(Directions)
Return every one of the items below word for word, omitting the pictures.

(Records)
[START]

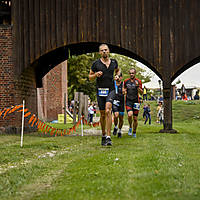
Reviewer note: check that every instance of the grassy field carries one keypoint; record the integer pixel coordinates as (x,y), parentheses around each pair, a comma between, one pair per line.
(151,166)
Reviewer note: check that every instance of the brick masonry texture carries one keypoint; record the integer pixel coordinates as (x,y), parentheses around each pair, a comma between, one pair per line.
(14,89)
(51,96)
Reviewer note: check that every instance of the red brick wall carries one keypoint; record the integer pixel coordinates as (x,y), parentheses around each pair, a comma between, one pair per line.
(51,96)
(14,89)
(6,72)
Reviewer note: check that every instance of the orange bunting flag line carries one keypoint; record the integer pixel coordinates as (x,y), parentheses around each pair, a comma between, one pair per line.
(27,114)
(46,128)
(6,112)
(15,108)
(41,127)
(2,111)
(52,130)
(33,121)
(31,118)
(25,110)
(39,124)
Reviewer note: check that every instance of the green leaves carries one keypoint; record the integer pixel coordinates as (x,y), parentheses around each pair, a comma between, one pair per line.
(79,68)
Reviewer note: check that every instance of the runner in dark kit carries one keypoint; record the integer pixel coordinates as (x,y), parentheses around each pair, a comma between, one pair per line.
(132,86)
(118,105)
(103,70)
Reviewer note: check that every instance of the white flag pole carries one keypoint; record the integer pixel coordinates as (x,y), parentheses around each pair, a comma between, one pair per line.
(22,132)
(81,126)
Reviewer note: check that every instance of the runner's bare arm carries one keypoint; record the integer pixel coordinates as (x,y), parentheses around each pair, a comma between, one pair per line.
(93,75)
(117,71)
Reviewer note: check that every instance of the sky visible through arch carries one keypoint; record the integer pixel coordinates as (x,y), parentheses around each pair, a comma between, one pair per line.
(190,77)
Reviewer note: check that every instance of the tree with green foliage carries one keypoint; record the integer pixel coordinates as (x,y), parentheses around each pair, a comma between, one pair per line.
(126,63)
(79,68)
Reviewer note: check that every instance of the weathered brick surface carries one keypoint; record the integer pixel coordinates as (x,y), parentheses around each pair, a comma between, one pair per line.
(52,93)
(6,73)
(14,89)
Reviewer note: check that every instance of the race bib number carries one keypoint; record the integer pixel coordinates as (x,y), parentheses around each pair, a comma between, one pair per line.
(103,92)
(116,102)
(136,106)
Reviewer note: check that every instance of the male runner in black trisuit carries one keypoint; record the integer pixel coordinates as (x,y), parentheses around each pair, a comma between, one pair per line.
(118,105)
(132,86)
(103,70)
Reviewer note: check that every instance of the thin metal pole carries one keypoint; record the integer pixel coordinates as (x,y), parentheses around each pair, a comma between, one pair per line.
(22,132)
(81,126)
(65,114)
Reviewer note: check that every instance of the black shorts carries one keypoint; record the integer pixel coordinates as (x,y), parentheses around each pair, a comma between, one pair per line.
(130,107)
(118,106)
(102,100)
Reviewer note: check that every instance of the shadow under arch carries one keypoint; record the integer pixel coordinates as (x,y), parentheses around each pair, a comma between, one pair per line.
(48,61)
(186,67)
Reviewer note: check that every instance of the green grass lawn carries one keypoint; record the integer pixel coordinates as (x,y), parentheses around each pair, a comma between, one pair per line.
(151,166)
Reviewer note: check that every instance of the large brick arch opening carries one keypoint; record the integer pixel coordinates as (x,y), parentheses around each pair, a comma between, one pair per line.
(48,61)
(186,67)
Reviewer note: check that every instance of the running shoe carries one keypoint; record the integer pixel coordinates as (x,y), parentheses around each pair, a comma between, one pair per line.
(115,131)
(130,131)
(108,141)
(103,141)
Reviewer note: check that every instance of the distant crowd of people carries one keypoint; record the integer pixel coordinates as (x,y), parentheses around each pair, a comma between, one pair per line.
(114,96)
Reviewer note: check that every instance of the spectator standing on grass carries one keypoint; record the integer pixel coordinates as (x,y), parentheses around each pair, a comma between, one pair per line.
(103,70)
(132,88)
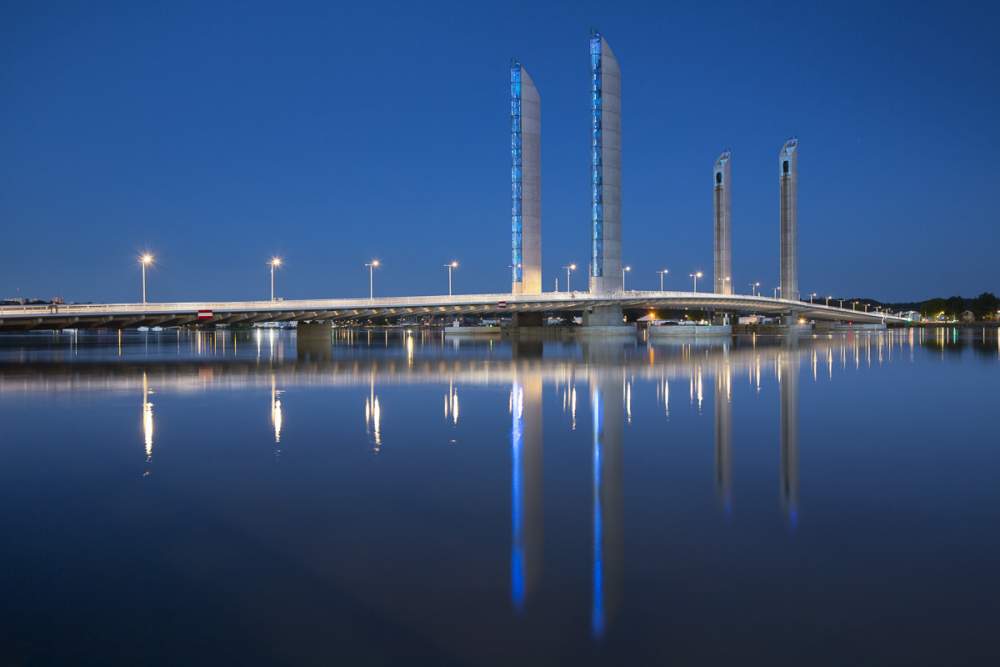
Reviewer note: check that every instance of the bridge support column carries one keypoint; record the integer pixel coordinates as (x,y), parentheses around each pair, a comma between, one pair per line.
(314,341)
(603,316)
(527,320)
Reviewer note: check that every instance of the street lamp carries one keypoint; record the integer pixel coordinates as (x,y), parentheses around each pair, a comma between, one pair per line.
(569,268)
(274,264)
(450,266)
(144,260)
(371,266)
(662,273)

[END]

(The output)
Reviewer note: check that every instance of the grassy field carries one keypoint; record the integer pixel coordinates as (x,y), parentheses around each pair, a comma between, one pair per line.
(151,166)
Reviewer note: check that every instance of the brick masonry texture carries one keypoint; record the integer pixel coordinates as (x,y), parentheses around each pair, a comma between, one pair per line.
(14,89)
(51,96)
Reviewer note: check that every instance of the red brick wall carries one keypoint; record the integer pixel coordinates as (x,y), parentheses around each pair, a comma between, one pair per line.
(51,96)
(14,89)
(6,72)
Reviewer note: check that every instance of the orange bunting flag line carries one keypoint; record the integer pixel coordinates as (x,y), parentheses around each pair, a comma between, one pair per line.
(27,114)
(46,128)
(6,112)
(15,108)
(41,127)
(2,111)
(52,130)
(33,121)
(31,118)
(25,110)
(39,124)
Reviewer note: check that every instance of the green leaves carries one keypoint; record the integer pixel coordinates as (x,y), parentheses around each pair, a comma between, one pair per line.
(79,68)
Reviewer note: check that every instance of the runner in dark kit carries one keypoint; record the integer pixel coordinates as (x,y), parentheses around each pair, a comma between, one pair per line.
(132,86)
(118,105)
(103,70)
Reviewer note: check that every instance of the white flag pole carries one keypoint; record the integer pixel coordinates as (x,y), parentheses around each pair, a comma between, one pair per line.
(22,132)
(81,126)
Reviewer note: check that every instance of the runner's bare arm carries one keypoint; record the integer pixel coordinates as (x,y), parentheses around each pair, a comma between, one pair per line.
(93,75)
(117,71)
Reviewer note: check that every instance of the sky visible through arch carries one keypoint; record the integer pixel coordinates as (x,y), parentheses around each pair, a comma between, one pair per line.
(190,77)
Reviewer note: check that every instance of the tree with green foliage carries one keypoint; record the integer pixel coordinates as (x,y), parentheses around each pair, a comma between, one pair per line.
(126,63)
(79,68)
Reviewer note: check that every instance of the weathered brick surface carries one keypoint; record the integer pixel coordinates as (x,y), parentheses around each pair, a comma between, one pair per line.
(52,93)
(6,73)
(14,89)
Reviewer note: check that every instance of the race bib number carries one keypoint; record the integer pixel coordinates as (x,y), parentheses around each pair, a comma between, one pair per line.
(103,92)
(116,102)
(136,106)
Reviewer note: check that every instance of the male runner in black trisuit carries one keypoint; record the integer pixel coordinates as (x,y), parentheses around each pair, a comma between, one pair per line.
(118,105)
(132,86)
(103,70)
Reviewer note: check that every instance of the thin metal pole carries one keypoint; record the integer pixel coordinates as (x,y), parentheses around each pair, a comma between, one pair per line.
(22,132)
(81,126)
(65,114)
Reviewer note: check that every instance of the black shorts carries one keypoint; record the integer pixel coordinates as (x,y), parentheses around each pair, a comma between, one pair per line.
(130,107)
(118,106)
(102,100)
Reviewer note: check that every instance of the shadow under arch carries one keypoint; record the integer pixel coordinates as (x,y), parentheses around each pair, a comma between, one pair per line.
(48,61)
(186,67)
Reviewer note: check that every instance of the green grass lawn carries one keypoint; record the integer pixel coordinates as (x,y), parentheses around each pair, a comma between, one pair per line.
(151,166)
Reviewer note: check that every instance of the large brick arch opening carries one keypoint; record the integer pixel coordinates as (x,y), parentheses around each pair, a comma between, one pair per line.
(48,61)
(186,67)
Reviewer note: check that every instance of the running shoe carries one keypoint; record the integer pixel coordinates as (x,y), parentheses around each pair, a comma between, one pair per line.
(115,131)
(130,131)
(108,141)
(103,141)
Reviewer note: check that every instance of the distant crowd of people carries one keypoint; record the integer pixel coordinates as (x,y), parentheses around each pair, a comma between, one pair per line.
(114,96)
Reviewer note: check that every instance of the spectator standing on grass carries one keypoint; record the integer pixel coordinates as (x,y), parentheses around each pair, a comma between, one pair per line.
(103,70)
(132,88)
Reviewer note: check that every instance of the bridge support column carries one keypoint; record the integer pixel coordinates as (x,y), parentheses around each pair, a comma between, one pair per line.
(314,341)
(603,316)
(527,320)
Reviewer note: check that every instance of the street lamp carries one keypoint; record the integer pixel coordinates as (x,y), parentheses around each pair, a comma between, one pair per line.
(569,268)
(274,264)
(450,266)
(144,260)
(371,266)
(662,273)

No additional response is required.